**Your assignment:** Establish the number of lines below that contain the string "form". State that number alone.

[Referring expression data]
★ ★ ★ ★ ★
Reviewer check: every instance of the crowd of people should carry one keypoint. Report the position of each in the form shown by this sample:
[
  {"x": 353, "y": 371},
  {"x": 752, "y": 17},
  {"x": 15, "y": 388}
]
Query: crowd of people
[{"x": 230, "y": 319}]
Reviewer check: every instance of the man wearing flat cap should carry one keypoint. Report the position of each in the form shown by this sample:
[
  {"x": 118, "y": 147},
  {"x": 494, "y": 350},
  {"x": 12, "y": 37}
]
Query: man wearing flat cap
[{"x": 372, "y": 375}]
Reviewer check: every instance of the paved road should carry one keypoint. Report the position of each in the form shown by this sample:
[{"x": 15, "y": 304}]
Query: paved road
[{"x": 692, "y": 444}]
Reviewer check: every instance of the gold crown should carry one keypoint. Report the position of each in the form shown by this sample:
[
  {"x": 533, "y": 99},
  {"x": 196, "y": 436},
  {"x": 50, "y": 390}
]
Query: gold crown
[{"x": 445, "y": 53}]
★ ★ ★ ★ ★
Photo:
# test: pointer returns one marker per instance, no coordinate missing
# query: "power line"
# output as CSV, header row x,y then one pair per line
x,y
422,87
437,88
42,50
★ ★ ★ ★ ★
**Response area:** 4